START Text shown
QR Vic-le-Comte – Bourg 7
Place du Vieux Marché
At the heart of the count’s town
The trading Place
Ancient texts refer to it as « la Place », « Grande Place » or « Place de Vic ». Right in the heart of the city, at the gates of the count’s palace, La Place was a square where trading would take place. In the Middle Ages, the market was held here every Thursday, as were the Saint-Georges fair on 23 April and the Saint-Michel fair on 29 September. Before 1914, it was still a food market known as the « butter market ». The square, paved with round pebbles from Allier, was a hive of activity, with people jostling to buy food such as butter, eggs, poultry and fromage blanc wrapped up in cabbage leaves. The Christmas Eve fair was particularly special. Clerks, who didn’t work on Christmas Eve, would receive a pair of clogs from their employer! The market was central to the local economy, where goods and products would be exchanged with other towns.
- Old postcard of the square on market day
The Fontaine du Vieux Marché
In the Middle Ages, as towns became bigger, water was collected from wells and rivers. People mostly got their water from outside of their town, while the more affluent would pay water carriers to bring it for them. As sewers didn’t exist, various household waste and animal excrement that littered the streets would seep into the water and contaminate it. So disease was rife. Under the Ancien Régime, more water was distributed through public fountains so it was accessible to everyone.
This fountain was built in 1722 under the authority of Dominique Montaigue, Governor of Water and Forests. It was supplied by the Bourboulou spring, located at the entrance to the county forest, three kilometres from the village. It is still doing so today.
END Text shown
▸ **Brief A**:
Translate this sentence from the Place du Vieux Marché text into Spanish: "This fountain was built in 1722 under the authority of Dominique Montaigue, Governor of Water and Forests."
▸ **Brief B**:
Do these statements agree with the Place du Vieux Marché text? Answer yes or no for each and quote the deciding words. (i) The Saint-Michel fair was held on 29 September. (ii) The fountain's spring lies five kilometres from the village. (iii) Clerks worked on Christmas Eve.
▸ **Brief C**:
Please carry the Place du Vieux Marché text forward from its final sentence.
START Source data
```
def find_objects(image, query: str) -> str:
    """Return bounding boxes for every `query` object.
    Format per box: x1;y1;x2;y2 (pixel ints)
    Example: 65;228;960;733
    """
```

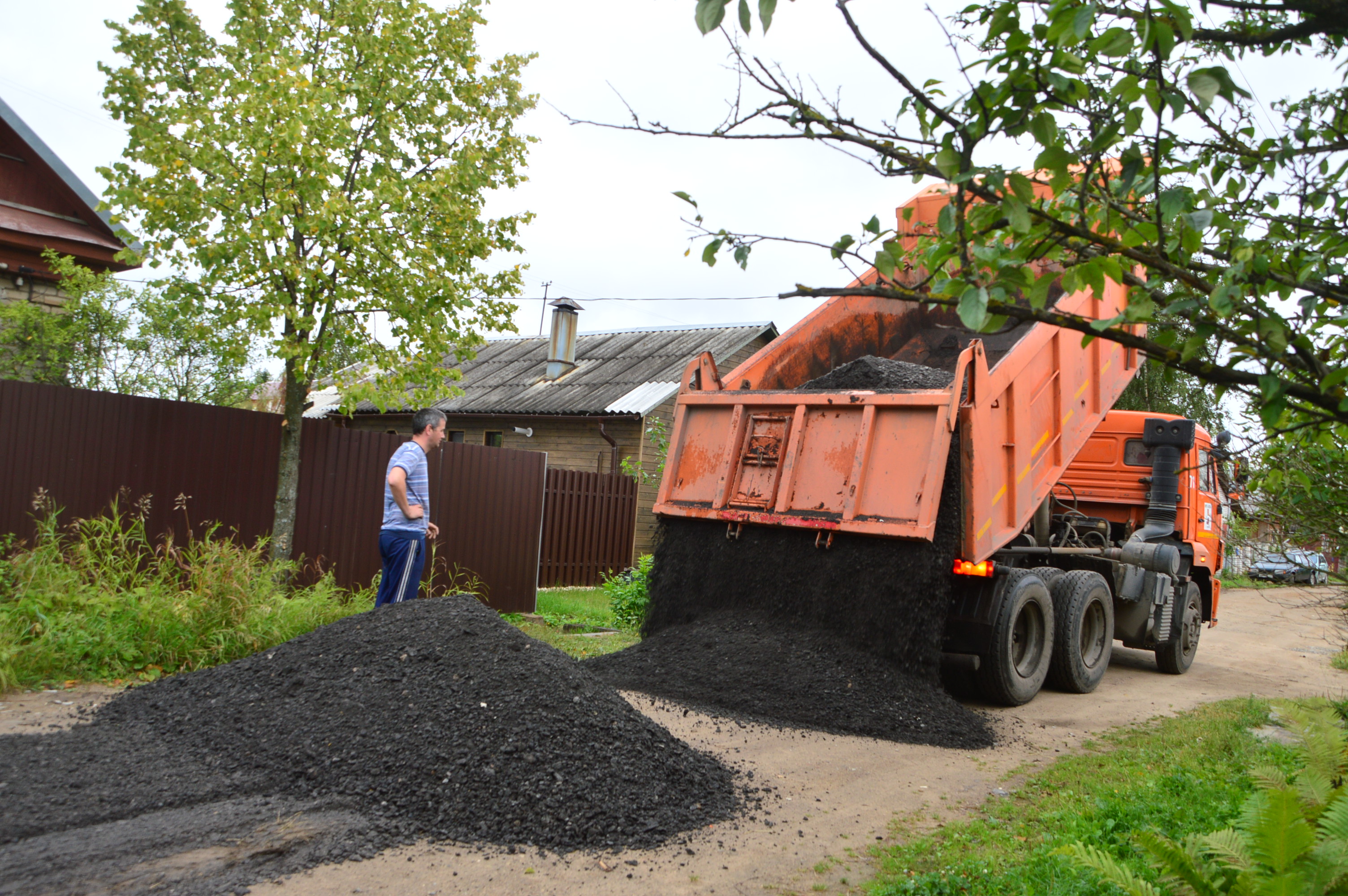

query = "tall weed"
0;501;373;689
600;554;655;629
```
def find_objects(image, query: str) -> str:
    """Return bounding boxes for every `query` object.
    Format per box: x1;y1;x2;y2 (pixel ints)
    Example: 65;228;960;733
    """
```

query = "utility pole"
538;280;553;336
END Source data
START Source data
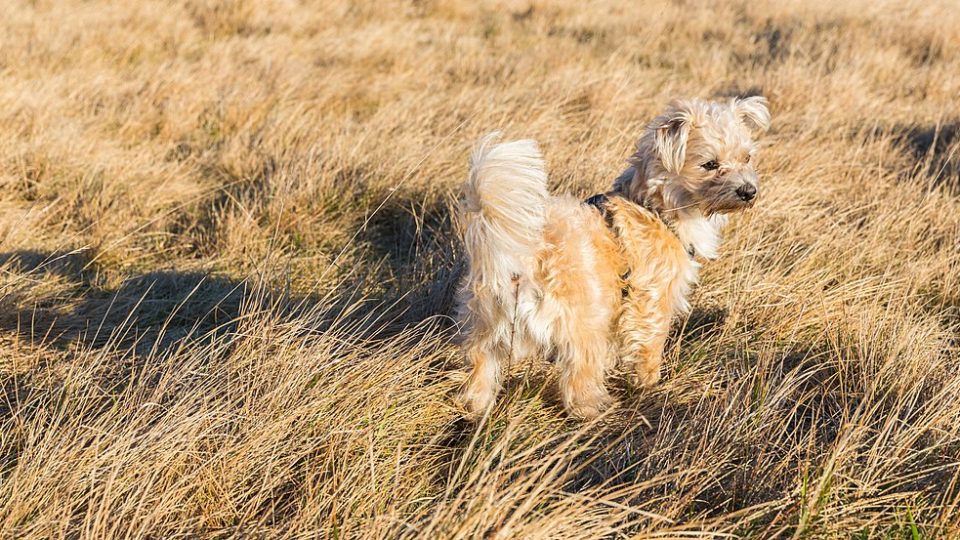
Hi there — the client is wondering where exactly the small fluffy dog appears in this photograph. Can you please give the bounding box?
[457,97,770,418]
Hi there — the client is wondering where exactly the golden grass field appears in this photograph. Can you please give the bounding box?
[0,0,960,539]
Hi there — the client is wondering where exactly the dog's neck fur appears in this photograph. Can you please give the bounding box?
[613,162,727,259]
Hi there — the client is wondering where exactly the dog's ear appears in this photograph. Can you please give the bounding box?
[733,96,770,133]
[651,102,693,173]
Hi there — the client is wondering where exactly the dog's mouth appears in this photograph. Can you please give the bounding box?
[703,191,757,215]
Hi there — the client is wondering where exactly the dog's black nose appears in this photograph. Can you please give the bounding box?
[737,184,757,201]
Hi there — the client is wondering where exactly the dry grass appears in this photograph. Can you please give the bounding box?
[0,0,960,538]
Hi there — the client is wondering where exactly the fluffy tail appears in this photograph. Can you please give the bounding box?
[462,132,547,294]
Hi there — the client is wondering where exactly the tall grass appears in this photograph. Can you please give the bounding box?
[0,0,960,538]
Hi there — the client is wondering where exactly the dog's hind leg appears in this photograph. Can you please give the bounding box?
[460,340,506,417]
END Source data
▸ **Response box A**:
Esta fuente fue construida en 1722 bajo la autoridad de Dominique Montaigue, gobernador de Aguas y Bosques.

▸ **Response box B**:
(i) Yes: "the Saint-Michel fair on 29 September"
(ii) No: "three kilometres from the village"
(iii) No: "Clerks, who didn’t work on Christmas Eve"

▸ **Response box C**:
To keep the Duke of Bouillon happy, then Count of Auvergne, Dominique Montaigue decided to make the fountain look more monument-like. He gave very careful specifications to Michel and Benoît Charpinet, architects in Volvic. He had a Latin inscription engraved on the coping, which we will translate as follows:
« No wine and you writhe,
Too much makes you cry
So, to feel fine,
Let’s water down wine! »
The fountain was an important social spot in a town, a place where trade, conversation and even conflict would take place. The residents would gather there to draw water, give their animals a drink and to wash clothes and dishes. The surplus water flowed into a washhouse, as we can see in old postcards.
The enclosure and the fortified castle
Vic-le-Comte had an enclosure and fortified castle, of which only rare remains are left. The town was protected by thick walls. A wide, deep moat filled with rainwater ran around the perimeter wall. The city was accessed via six or seven gates. The Porte du Marchadial (15th century), the only surviving gate, gave access to the count’s palace.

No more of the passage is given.